:: Problem details ::
Set all of the entries down again precisely as they are written.

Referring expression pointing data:
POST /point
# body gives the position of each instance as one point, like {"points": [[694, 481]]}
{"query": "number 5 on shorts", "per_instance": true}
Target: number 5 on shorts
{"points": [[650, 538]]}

:: Written solution ::
POST /point
# body gives the position of each instance as one point, like {"points": [[694, 481]]}
{"query": "number 5 on shorts", "per_instance": true}
Target: number 5 on shorts
{"points": [[650, 538]]}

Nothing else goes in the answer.